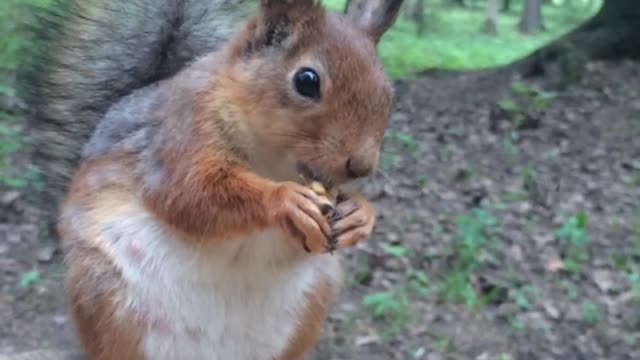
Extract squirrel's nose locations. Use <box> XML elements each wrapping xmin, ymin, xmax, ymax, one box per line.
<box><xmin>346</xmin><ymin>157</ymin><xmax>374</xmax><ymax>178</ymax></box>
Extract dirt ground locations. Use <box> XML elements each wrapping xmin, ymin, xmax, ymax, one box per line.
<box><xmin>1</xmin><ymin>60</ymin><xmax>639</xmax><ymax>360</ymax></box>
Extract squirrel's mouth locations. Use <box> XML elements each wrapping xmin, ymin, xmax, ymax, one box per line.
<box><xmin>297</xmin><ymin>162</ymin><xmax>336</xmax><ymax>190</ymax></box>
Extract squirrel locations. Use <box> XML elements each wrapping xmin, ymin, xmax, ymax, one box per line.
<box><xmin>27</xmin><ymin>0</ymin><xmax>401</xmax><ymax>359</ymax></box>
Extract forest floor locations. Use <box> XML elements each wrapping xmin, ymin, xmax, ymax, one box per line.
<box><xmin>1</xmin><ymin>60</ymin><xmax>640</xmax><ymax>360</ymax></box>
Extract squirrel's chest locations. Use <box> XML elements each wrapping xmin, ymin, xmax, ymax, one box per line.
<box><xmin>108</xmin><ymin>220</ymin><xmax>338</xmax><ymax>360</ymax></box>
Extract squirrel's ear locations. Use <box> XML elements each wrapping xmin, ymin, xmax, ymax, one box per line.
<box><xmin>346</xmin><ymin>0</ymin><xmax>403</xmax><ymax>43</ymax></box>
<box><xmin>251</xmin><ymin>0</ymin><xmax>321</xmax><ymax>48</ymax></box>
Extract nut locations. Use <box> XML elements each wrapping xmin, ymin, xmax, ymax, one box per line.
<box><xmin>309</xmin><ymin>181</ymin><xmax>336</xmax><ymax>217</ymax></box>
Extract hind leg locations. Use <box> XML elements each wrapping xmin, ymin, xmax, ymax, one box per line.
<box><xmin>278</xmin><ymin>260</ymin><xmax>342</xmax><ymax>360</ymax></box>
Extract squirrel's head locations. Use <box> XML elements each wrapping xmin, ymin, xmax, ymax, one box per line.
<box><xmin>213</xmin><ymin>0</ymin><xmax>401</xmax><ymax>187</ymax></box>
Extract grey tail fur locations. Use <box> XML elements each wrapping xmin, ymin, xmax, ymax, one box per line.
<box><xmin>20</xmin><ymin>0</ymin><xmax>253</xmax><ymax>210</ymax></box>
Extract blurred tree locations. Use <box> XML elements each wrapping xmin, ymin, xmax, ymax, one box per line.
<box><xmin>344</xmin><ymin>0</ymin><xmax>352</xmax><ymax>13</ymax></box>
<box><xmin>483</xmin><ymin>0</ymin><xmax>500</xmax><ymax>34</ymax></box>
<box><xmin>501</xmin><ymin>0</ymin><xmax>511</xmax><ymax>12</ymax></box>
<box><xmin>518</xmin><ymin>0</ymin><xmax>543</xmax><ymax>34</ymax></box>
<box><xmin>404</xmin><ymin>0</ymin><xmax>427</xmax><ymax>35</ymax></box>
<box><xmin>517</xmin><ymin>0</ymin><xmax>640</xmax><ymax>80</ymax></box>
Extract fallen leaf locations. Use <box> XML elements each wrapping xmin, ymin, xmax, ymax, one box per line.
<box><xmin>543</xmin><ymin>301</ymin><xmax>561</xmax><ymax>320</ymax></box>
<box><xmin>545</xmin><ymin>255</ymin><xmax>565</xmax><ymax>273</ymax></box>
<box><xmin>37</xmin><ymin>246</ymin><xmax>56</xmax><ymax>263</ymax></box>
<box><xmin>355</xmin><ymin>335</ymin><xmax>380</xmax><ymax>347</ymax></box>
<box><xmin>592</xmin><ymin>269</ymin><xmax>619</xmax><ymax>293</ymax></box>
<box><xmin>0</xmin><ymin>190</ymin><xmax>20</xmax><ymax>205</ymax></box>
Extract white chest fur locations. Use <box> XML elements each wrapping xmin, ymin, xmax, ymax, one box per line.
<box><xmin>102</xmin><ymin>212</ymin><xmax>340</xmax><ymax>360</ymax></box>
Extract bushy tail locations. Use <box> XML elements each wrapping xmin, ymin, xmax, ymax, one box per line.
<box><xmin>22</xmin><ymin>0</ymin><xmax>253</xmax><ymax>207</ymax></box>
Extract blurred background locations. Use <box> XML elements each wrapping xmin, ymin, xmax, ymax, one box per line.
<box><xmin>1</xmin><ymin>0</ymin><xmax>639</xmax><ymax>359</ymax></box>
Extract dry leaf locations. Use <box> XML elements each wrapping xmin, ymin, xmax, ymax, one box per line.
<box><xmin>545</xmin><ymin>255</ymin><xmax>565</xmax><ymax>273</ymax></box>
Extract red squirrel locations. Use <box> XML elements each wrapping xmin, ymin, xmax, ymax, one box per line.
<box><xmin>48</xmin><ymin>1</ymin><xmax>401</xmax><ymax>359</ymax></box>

+--

__WORK TASK__
Lines from the one holding "Extract red squirrel" to the last line of the records: return these exactly, and only these.

__SOLUTION TO THIS TASK__
Extract red squirrel locations. Use <box> XML elements each wrapping xmin, ymin, xmax, ymax, one box per line.
<box><xmin>48</xmin><ymin>1</ymin><xmax>401</xmax><ymax>359</ymax></box>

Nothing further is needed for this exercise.